- _WHAT THIS TASK INVOLVES_
Pull every line from the entries below that contains the word "flowing", and copy each one unchanged.

Start SUPPLIED RECORDS

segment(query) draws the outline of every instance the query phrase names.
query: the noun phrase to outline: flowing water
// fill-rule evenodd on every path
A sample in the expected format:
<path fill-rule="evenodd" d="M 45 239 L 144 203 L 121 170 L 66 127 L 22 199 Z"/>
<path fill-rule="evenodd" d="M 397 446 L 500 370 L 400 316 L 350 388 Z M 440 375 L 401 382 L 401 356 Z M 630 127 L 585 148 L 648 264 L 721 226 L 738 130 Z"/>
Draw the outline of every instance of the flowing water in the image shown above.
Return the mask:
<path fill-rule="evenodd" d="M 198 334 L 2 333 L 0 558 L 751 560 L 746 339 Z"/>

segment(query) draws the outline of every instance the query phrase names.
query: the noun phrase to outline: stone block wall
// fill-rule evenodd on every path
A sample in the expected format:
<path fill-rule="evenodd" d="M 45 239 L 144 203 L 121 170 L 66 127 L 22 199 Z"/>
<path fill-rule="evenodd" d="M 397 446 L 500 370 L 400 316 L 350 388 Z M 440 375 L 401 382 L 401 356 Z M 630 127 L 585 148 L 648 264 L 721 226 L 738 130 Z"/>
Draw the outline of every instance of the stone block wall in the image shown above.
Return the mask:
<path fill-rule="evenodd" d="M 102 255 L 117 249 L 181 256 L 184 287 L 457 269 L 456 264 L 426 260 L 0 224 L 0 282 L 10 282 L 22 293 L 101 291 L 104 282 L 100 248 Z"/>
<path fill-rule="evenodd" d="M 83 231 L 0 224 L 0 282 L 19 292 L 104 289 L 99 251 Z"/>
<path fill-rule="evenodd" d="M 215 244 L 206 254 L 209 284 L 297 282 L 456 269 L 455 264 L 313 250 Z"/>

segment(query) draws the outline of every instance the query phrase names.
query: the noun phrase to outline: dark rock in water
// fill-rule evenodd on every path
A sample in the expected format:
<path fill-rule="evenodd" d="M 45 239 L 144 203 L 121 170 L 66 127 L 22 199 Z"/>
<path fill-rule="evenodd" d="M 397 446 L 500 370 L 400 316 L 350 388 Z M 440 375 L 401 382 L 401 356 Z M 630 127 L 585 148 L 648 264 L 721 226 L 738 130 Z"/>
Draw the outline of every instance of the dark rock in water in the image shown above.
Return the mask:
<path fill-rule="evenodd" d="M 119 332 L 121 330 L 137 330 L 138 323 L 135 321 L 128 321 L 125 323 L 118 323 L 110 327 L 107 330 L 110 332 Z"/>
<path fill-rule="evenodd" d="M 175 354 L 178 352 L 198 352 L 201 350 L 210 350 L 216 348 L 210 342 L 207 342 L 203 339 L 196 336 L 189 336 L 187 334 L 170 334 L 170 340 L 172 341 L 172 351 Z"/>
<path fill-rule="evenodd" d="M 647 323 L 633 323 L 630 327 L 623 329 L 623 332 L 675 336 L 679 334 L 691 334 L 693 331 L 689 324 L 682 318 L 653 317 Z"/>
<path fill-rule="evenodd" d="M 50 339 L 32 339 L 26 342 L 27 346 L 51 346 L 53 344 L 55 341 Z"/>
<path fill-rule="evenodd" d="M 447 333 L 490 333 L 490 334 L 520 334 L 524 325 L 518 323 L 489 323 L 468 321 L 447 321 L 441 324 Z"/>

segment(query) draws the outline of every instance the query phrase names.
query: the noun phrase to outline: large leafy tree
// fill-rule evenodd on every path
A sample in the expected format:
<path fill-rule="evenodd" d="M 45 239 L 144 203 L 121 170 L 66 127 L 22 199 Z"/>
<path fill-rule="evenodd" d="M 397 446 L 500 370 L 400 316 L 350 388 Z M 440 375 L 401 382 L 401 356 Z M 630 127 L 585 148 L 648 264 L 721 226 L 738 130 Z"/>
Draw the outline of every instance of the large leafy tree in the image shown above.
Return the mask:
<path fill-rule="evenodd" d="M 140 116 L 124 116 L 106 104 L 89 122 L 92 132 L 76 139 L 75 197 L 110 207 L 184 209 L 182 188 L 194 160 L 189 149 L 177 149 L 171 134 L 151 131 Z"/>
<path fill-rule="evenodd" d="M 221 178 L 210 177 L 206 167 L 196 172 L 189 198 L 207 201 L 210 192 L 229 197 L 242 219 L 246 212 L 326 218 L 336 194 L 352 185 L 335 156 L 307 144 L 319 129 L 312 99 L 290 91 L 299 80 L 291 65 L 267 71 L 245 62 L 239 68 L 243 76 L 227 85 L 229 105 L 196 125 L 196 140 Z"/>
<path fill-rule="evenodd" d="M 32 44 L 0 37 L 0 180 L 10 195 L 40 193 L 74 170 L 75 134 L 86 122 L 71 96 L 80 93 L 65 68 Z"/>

End SUPPLIED RECORDS

- _FINAL RESULT_
query: the noun phrase to outline: flowing water
Draw the outline of every instance of the flowing water in the image shown above.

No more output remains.